TEXTE À LIRE:
···

Le marché de la formation en apprentissage n’a été ni libéralisé ni dérégulé ! Il a été re-régulé !


Mais ?? Les modalités d'accès ou d'exercice de l’activité de formation en apprentissage ont été profondément revues avec la loi de 2018, nous direz-vous…

C’est vrai ! Mais elles sont toujours fortement encadrées par des dispositions législatives ou réglementaires. Et parmi ces outils de régulation on trouve, comme un orni* (objet règlementaire non imaginé), la comptabilité analytique !


Le dépôt des données de comptabilité analytique des OFA au titre des comptes 2022, c’est maintenant ! Alors ce mois-ci, on décrypte, rien que pour vous, la 3ème campagne de remontée des données comptables et analytiques des CFA à France compétences et on vous emmène… jusqu’en Europe !



Au programme de cet article :

  • Dans quel contexte règlementaire cela s'inscrit-il ?

  • Mais qu'est-ce qu'une comptabilité analytique pour un CFA ? Quelles sont les règles applicables ?

···

TRAVAIL À FAIRE:
1. Recopiez mot pour mot le texte sur la formation en apprentissage, en commençant par « C’est vrai ! » et en allant jusqu'à « cela s'inscrit-il ? ».
2. Dans le texte sur la formation en apprentissage, résumez en deux phrases le paragraphe qui commence par « Le dépôt des données de comptabilité analytique ».
3. Écrivez la suite du texte sur la formation en apprentissage, à partir de la dernière ligne donnée.
Les entrées qui viennent ensuite n'ont aucun rôle dans ce travail.

DONNÉES FOURNIES:
···

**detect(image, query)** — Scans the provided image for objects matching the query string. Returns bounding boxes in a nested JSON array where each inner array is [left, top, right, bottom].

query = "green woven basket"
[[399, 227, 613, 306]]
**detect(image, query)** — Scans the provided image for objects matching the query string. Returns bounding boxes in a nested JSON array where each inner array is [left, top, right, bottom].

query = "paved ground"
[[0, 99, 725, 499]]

···

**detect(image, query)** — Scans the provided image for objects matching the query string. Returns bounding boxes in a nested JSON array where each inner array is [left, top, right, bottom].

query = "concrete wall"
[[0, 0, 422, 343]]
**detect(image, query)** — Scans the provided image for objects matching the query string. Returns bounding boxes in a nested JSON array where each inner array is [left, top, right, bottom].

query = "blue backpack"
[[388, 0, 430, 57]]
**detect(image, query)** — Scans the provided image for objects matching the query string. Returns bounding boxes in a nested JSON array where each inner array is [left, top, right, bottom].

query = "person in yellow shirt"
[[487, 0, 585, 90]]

···

LES RÉPONSES:
1.
C’est vrai ! Mais elles sont toujours fortement encadrées par des dispositions législatives ou réglementaires. Et parmi ces outils de régulation on trouve, comme un orni* (objet règlementaire non imaginé), la comptabilité analytique !


Le dépôt des données de comptabilité analytique des OFA au titre des comptes 2022, c’est maintenant ! Alors ce mois-ci, on décrypte, rien que pour vous, la 3ème campagne de remontée des données comptables et analytiques des CFA à France compétences et on vous emmène… jusqu’en Europe !



Au programme de cet article :

  • Dans quel contexte règlementaire cela s'inscrit-il ?

2. Le dépôt des données de comptabilité analytique des OFA pour les comptes 2022, c'est maintenant. Ce mois-ci, on décrypte la 3e campagne de remontée des données comptables et analytiques des CFA à France compétences, et on vous emmène jusqu'en Europe.

3.
  • Et concrètement comment cela s'organise-t-il ?

  • Quel est le calendrier de la campagne 2023 au titre de l'exercice 2022 ?

  • Et pour de vrai, à quoi cela sert-il vraiment ?

  • Et pour finir, partons en Europe !



Dans quel contexte règlementaire cela s’inscrit-il ?


Cet exercice complexe et très consommateur de temps et d’énergie est effectivement une obligation.


La mise en place d'une comptabilité analytique est prévue à l'article 24 de la loi du 5 septembre 2018 par la modification de l’article L. 6231-4. du code du travail qui précise dorénavant que :

« Tout centre de formation d'apprentis a l'obligation de mettre en place une comptabilité analytique. Les règles de mise en œuvre de cette comptabilité analytique ainsi que le seuil à partir duquel cette obligation s'applique sont fixés par arrêté du ministre chargé de la formation professionnelle. »

A ce jour, c’est l'arrêté du 30 mars 2023, venu modifier l'arrêté du 21 juillet 2020 qui détaille les règles de mise en œuvre de la comptabilité analytique pour les CFA et les OFA.


« La tenue d'une comptabilité analytique concerne tous les organismes de formation professionnelle, publics ou privés qui réalisent à titre exclusif ou non une activité de formation par apprentissage et ce, quel que soit leur statut, leur régime d'imposition et leur chiffre d'affaires ou produits. » (Article 2 de l’arrêté)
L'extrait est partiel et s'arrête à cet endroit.